_Problem requirements:_ Rewrite everything from the line containing "the red car" down through the line containing "x=905, y=145" as a two-column CSV with the headers input and output. Give one row per record, placing the record's text in input and its answer in output, each in one quoted field with line breaks turned into spaces.

Rows from a pointing dataset
* * * * *

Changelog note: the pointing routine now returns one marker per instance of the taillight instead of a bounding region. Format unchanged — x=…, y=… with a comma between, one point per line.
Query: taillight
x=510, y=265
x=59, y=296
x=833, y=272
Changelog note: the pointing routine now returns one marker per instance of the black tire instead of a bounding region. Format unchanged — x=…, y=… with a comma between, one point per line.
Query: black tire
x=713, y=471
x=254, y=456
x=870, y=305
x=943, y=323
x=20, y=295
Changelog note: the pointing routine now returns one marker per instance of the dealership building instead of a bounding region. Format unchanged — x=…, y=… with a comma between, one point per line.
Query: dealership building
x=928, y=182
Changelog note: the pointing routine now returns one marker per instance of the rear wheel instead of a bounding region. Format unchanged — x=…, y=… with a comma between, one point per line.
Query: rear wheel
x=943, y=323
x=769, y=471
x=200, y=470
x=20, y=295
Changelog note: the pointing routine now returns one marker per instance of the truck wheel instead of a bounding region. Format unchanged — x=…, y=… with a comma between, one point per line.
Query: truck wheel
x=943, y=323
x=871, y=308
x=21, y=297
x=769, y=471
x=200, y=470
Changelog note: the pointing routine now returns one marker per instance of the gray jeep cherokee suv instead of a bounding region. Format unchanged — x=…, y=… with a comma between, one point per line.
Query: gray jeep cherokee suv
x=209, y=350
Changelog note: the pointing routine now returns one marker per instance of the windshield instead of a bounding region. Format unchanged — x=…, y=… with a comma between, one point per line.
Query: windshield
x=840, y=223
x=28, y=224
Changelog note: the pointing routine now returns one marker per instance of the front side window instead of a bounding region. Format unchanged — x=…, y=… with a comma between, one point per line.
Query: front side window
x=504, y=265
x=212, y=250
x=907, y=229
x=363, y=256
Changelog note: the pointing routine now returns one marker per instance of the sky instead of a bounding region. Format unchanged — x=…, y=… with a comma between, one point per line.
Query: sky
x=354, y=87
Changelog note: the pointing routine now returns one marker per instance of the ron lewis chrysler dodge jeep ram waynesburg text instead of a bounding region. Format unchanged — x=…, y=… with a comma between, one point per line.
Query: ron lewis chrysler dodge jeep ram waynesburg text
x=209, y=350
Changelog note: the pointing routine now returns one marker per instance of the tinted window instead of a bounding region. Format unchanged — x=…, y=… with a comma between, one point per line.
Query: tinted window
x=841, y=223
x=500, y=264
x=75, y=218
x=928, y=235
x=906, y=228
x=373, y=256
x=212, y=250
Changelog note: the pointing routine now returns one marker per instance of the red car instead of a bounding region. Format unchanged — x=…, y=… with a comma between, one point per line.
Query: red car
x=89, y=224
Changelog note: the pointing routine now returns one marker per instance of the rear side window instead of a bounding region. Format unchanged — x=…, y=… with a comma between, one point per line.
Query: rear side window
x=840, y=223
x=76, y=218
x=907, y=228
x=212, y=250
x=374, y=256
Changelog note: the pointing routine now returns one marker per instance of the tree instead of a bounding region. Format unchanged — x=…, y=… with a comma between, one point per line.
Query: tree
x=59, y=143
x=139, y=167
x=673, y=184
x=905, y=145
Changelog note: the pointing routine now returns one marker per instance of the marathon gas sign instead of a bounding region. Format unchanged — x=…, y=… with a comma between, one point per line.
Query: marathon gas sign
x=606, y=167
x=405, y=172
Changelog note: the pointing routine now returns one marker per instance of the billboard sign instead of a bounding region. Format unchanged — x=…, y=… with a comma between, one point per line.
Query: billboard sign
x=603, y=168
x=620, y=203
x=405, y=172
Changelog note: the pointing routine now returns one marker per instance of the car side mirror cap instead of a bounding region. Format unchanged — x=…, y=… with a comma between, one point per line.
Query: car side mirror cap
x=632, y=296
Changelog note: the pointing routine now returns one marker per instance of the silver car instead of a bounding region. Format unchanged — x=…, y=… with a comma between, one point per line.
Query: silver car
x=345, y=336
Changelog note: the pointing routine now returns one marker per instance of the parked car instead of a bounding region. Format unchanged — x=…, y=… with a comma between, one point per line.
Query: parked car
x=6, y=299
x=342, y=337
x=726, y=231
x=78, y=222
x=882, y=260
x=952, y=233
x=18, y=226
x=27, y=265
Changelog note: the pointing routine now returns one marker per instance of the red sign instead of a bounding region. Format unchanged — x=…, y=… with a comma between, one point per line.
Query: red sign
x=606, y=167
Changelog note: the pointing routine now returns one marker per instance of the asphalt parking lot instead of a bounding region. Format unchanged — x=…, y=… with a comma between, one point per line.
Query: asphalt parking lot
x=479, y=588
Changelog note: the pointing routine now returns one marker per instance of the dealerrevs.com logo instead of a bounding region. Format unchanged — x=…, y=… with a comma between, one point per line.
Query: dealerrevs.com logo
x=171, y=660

* * * * *

_Result:_
input,output
"Changelog note: the pointing routine now returns one marker per instance of the red car instead of a bounding region. Format unchanged — x=…, y=… with a comma between, one point per line. Query: red car","x=89, y=224"
"Changelog note: the pointing routine now returns one marker per instance of the rear side window instead of a bounding region. Format unchanged — x=…, y=… with a comma between, one point per line. Query: rear side window","x=840, y=223 x=76, y=218 x=907, y=228 x=212, y=250 x=374, y=256"
"Changelog note: the pointing routine now returns one marker per instance of the tree instead of a bounding region. Format unchanged — x=…, y=… with a comma between, one point per line. Query: tree","x=59, y=143 x=139, y=167 x=673, y=184 x=905, y=145"